***** Records for this exercise *****
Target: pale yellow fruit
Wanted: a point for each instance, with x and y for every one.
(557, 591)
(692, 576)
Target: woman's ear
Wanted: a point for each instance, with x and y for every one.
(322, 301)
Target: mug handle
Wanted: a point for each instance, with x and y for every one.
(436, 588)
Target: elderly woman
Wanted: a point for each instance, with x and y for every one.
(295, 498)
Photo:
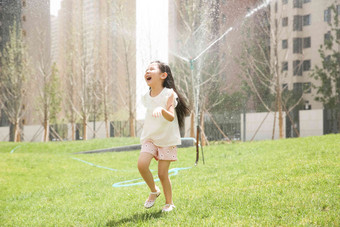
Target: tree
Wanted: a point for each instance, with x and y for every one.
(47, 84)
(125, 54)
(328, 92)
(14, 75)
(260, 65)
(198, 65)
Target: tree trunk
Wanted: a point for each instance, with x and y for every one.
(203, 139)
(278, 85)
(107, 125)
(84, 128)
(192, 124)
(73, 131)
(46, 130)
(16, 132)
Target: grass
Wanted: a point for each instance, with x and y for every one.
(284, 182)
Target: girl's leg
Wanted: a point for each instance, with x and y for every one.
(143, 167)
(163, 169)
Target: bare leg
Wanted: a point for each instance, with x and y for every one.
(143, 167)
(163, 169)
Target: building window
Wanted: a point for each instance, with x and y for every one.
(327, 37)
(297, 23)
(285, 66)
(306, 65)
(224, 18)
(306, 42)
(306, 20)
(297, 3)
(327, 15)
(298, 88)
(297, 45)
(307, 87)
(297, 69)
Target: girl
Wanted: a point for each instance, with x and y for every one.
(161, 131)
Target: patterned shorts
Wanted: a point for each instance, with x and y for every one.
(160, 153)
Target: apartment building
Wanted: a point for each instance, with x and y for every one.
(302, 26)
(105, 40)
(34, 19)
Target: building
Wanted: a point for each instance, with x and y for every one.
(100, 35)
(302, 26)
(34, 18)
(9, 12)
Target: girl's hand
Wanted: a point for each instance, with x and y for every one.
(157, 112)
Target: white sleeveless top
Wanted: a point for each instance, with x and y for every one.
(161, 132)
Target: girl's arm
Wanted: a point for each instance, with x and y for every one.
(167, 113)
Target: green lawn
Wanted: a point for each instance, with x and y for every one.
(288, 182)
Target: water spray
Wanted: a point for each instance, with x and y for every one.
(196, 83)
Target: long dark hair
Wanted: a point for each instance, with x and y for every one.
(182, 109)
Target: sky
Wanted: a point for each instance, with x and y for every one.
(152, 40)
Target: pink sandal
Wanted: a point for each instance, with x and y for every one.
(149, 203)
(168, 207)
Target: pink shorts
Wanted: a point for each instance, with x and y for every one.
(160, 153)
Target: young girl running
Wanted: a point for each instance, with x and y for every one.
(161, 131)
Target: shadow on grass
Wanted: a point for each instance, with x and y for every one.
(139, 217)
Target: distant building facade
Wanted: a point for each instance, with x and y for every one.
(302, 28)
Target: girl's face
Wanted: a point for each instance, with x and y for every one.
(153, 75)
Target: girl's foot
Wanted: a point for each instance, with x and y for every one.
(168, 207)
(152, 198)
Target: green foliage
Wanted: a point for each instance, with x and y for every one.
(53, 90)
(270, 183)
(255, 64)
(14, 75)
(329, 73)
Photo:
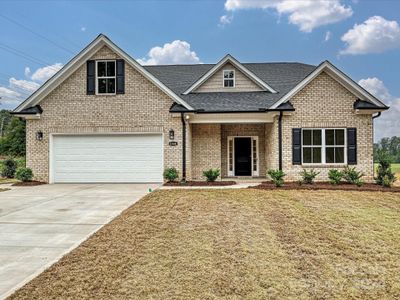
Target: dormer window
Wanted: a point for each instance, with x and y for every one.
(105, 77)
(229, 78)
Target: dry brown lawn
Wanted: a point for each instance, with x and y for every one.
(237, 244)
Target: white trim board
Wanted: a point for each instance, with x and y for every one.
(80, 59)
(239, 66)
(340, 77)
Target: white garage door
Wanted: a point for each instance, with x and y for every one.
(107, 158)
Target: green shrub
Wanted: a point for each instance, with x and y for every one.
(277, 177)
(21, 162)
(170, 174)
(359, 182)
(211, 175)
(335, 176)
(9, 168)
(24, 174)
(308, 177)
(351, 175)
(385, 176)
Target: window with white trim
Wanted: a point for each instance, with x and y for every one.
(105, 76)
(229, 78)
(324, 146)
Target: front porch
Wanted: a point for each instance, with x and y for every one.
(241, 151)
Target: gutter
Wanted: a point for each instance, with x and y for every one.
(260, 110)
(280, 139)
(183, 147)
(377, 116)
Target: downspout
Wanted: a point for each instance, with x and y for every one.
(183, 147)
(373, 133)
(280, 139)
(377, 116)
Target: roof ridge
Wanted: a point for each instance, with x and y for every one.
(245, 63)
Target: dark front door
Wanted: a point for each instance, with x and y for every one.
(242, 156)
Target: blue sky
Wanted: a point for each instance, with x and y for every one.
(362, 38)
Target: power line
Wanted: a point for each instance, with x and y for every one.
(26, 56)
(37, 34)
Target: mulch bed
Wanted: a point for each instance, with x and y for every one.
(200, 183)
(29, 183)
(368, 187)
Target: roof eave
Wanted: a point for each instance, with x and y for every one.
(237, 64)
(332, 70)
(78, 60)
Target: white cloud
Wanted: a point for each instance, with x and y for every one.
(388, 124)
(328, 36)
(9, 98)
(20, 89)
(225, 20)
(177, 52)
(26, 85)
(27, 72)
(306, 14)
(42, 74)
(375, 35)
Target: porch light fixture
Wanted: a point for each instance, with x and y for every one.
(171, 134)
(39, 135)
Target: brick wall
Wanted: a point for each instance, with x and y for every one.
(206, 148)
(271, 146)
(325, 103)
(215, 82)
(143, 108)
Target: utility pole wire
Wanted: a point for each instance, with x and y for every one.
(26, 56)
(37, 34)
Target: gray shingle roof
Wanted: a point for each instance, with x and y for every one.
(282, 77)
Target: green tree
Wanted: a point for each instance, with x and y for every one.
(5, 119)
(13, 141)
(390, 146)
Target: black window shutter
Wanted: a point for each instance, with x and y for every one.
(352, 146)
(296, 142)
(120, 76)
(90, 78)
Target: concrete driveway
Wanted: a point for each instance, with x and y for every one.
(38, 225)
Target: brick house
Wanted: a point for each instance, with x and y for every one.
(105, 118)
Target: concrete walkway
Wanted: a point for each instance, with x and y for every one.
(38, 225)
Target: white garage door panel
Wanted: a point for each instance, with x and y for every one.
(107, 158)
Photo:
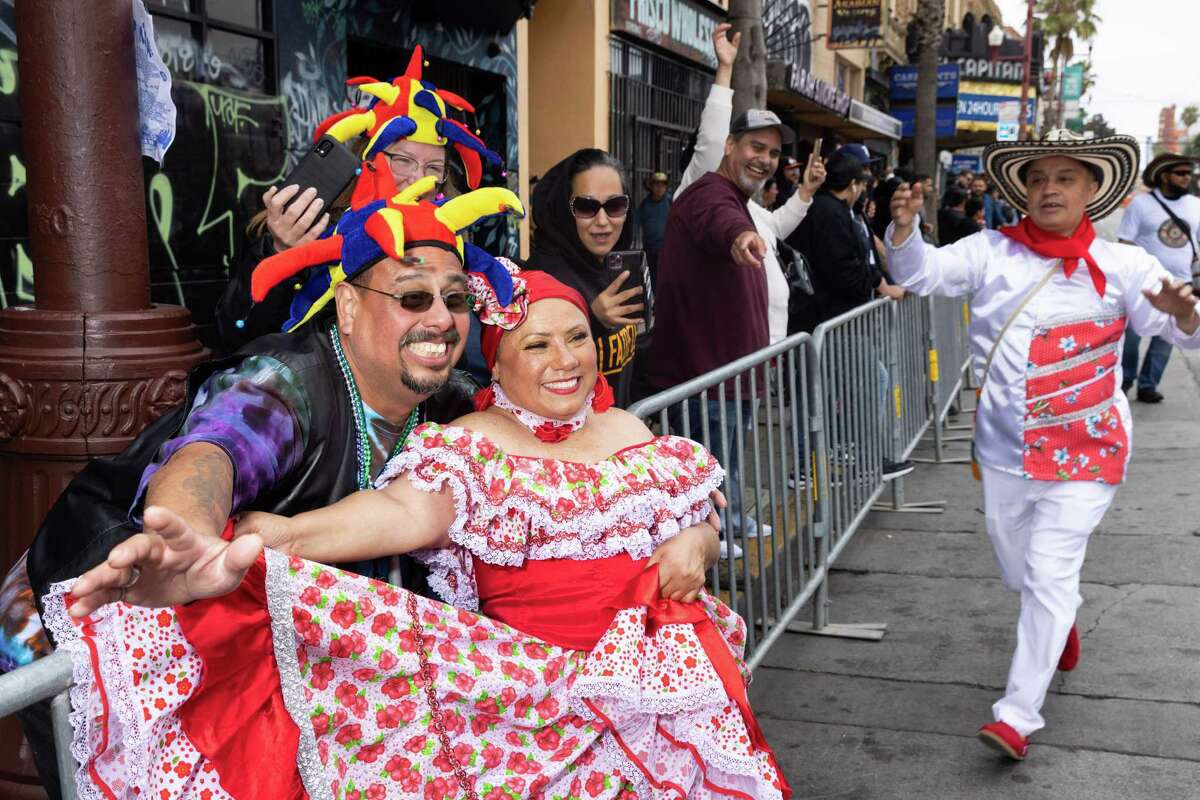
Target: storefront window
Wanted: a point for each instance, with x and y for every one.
*****
Would you please repeat exactly the lines above, starting at the line with "Target: grass" and stopping at the line with "Target: building window", both included?

Answer to this problem –
Target: grass
Wanted: a point for each instance, with x and y for every one.
(284, 182)
Target: girl's leg
Wanted: a point for each instance, with x and y for every one.
(143, 167)
(163, 169)
Target: bare leg
Wanted: a point for each instance, with x and y for every one.
(143, 167)
(163, 169)
Target: building window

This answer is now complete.